= Data records =
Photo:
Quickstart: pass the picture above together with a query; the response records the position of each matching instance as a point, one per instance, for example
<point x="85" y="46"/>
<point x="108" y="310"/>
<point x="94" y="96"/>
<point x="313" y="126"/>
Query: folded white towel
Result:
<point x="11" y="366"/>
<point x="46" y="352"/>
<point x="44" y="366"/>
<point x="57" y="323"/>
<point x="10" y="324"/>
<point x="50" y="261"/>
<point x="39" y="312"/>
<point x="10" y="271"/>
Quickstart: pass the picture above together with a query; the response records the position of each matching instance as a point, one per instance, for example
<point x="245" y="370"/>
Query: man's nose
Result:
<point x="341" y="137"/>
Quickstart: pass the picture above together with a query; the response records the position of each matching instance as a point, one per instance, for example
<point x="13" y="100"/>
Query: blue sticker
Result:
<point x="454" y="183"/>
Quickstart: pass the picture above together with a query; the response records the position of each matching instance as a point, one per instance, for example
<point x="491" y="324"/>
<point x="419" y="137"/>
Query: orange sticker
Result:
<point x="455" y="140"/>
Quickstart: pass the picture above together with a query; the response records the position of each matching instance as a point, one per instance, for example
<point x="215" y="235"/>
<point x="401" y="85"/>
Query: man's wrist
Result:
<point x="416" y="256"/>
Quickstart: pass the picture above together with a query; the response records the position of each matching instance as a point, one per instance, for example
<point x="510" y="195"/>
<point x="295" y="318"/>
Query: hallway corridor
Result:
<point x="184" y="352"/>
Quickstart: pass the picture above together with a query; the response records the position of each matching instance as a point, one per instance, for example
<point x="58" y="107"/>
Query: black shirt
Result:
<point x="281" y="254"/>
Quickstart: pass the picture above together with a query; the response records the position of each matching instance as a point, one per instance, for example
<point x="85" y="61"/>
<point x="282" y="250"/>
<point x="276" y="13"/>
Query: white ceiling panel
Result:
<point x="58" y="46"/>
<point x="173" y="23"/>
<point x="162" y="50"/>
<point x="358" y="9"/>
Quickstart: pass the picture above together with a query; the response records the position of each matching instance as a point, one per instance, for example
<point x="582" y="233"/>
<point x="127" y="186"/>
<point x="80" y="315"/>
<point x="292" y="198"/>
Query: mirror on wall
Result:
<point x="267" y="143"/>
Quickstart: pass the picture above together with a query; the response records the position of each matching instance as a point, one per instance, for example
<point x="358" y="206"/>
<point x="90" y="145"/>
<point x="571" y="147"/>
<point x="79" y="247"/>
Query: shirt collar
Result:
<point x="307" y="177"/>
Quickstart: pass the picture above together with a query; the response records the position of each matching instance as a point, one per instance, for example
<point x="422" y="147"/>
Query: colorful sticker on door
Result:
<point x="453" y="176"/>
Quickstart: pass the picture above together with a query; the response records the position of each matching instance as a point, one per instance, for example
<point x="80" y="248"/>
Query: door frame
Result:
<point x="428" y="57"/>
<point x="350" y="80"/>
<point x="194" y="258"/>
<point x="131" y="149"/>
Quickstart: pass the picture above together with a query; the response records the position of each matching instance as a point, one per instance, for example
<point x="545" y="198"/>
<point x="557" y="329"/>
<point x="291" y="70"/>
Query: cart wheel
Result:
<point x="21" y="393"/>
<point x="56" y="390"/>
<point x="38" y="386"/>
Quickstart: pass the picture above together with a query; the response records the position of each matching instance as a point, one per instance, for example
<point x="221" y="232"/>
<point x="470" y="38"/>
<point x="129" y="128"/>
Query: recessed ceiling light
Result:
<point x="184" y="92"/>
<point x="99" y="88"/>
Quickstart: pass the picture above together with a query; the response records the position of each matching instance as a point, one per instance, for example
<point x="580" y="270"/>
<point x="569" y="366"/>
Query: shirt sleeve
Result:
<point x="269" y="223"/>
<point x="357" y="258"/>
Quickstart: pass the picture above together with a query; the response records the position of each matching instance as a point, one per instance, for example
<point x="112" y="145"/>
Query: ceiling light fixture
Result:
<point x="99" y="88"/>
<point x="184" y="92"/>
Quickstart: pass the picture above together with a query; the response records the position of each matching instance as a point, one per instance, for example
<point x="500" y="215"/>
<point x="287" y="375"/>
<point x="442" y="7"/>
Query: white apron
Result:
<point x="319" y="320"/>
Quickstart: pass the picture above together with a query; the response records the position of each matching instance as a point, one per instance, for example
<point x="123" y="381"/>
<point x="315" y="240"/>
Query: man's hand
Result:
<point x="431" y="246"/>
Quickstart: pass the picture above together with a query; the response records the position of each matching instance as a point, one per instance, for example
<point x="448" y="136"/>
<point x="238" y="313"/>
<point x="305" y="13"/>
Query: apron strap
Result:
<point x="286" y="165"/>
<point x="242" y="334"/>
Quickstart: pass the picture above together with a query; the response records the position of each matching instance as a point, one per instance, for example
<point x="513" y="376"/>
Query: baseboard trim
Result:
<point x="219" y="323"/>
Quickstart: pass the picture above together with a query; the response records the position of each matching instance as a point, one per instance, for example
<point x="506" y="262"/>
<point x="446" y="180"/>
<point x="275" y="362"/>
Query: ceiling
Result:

= Instructions to follow =
Transcribe all of the lines in the records precisely.

= Response to this task =
Photo:
Quickstart: pass the picture above together with a query; the response records the position of each matching instance as a point, one per instance, for example
<point x="85" y="46"/>
<point x="108" y="310"/>
<point x="94" y="96"/>
<point x="313" y="126"/>
Query: folded white towel
Result:
<point x="11" y="366"/>
<point x="46" y="352"/>
<point x="44" y="366"/>
<point x="57" y="323"/>
<point x="10" y="324"/>
<point x="50" y="261"/>
<point x="39" y="312"/>
<point x="10" y="271"/>
Quickstart: pass the picture above together with a query; the response records the position of each matching instance as a point, one per instance, for example
<point x="245" y="370"/>
Query: man's nose
Result:
<point x="341" y="137"/>
Quickstart: pass the picture above together with a query; the response records the position of each matching instance as a point, one per instance, for example
<point x="13" y="100"/>
Query: blue sticker
Result:
<point x="454" y="183"/>
Quickstart: pass the picture above together with a query; the response records the position of each matching instance as a point, one per instance, for example
<point x="491" y="324"/>
<point x="419" y="137"/>
Query: orange sticker
Result:
<point x="455" y="140"/>
Quickstart: pass the picture above together with a query; the response records the position of each matching instance as a point, one per instance, for example
<point x="215" y="235"/>
<point x="401" y="85"/>
Query: man's wrist
Result:
<point x="416" y="256"/>
Quickstart: pass the picture above together with a query; the response records the position of each matching instance as a point, one per instance, for example
<point x="510" y="195"/>
<point x="295" y="318"/>
Query: hallway corridor
Result:
<point x="184" y="352"/>
Quickstart: pass the picture above together with a query; the response records the position of each matching instance as a point, one per instance, for example
<point x="58" y="107"/>
Query: black shirt
Result:
<point x="281" y="254"/>
Quickstart: pass the picture above together with a query; the response records the position of each matching instance as a point, one per instance, for example
<point x="85" y="61"/>
<point x="282" y="250"/>
<point x="276" y="13"/>
Query: white ceiling panel
Result:
<point x="58" y="46"/>
<point x="173" y="23"/>
<point x="162" y="50"/>
<point x="358" y="9"/>
Quickstart: pass the picture above together with a query; the response records the position of each matching instance as a point, one per instance, for example
<point x="582" y="233"/>
<point x="127" y="186"/>
<point x="80" y="315"/>
<point x="292" y="198"/>
Query: mirror on wall
Result:
<point x="267" y="143"/>
Quickstart: pass the picture above together with a query; the response records the position of each matching instance as a point, one per instance, for example
<point x="358" y="206"/>
<point x="90" y="145"/>
<point x="571" y="147"/>
<point x="79" y="247"/>
Query: shirt collar
Result:
<point x="307" y="177"/>
Quickstart: pass the picture above together with a query; the response records the position of each matching instance as a point, one per instance, for example
<point x="422" y="147"/>
Query: colorful sticker on door
Result:
<point x="453" y="176"/>
Quickstart: pass the picture above together with a query; the response records the position of each matching instance as a point, one per instance, for example
<point x="80" y="248"/>
Query: door frame
Result:
<point x="428" y="57"/>
<point x="350" y="80"/>
<point x="194" y="258"/>
<point x="131" y="149"/>
Quickstart: pass the picture above together with a query; the response records the position of each matching instance as a point, one per instance, for example
<point x="545" y="198"/>
<point x="557" y="329"/>
<point x="291" y="70"/>
Query: cart wheel
Result:
<point x="21" y="393"/>
<point x="56" y="390"/>
<point x="38" y="386"/>
Quickstart: pass the picture above together with a query; the response records the position of each matching instance as a point, one per instance, for example
<point x="221" y="232"/>
<point x="470" y="38"/>
<point x="129" y="128"/>
Query: recessed ceiling light
Result:
<point x="184" y="92"/>
<point x="99" y="88"/>
Quickstart: pass the picture above together with a query; the response records the position of each matching instance as a point, one per instance, for example
<point x="580" y="270"/>
<point x="569" y="366"/>
Query: shirt sleeve
Result:
<point x="269" y="223"/>
<point x="357" y="258"/>
Quickstart: pass the picture above together with a query; the response records the position of each matching instance as a point, one per instance, for example
<point x="112" y="145"/>
Query: ceiling light fixture
Result:
<point x="99" y="88"/>
<point x="184" y="92"/>
Quickstart: pass the picture above together with a query; the response records the position of each matching instance as a point, one per instance, for example
<point x="500" y="215"/>
<point x="287" y="375"/>
<point x="442" y="7"/>
Query: white apron
Result:
<point x="319" y="320"/>
Quickstart: pass the picture above together with a query; the response records the position of each matching instance as a point, one per instance, for example
<point x="123" y="381"/>
<point x="315" y="240"/>
Query: man's hand
Result:
<point x="431" y="246"/>
Quickstart: pass the picture above together with a query; the response records the position of each matching instance as a point, one per instance, for example
<point x="448" y="136"/>
<point x="238" y="313"/>
<point x="305" y="13"/>
Query: apron strap
Result:
<point x="286" y="165"/>
<point x="242" y="334"/>
Quickstart: pass the picture above together with a query; the response records the position of each matching instance as a point, one per instance, for example
<point x="513" y="376"/>
Query: baseboard trim
Result:
<point x="219" y="323"/>
Quickstart: pass the picture above together with a query; the response records the position of each matching instance as a point, one per instance, for example
<point x="506" y="262"/>
<point x="446" y="180"/>
<point x="275" y="362"/>
Query: ceiling
Result:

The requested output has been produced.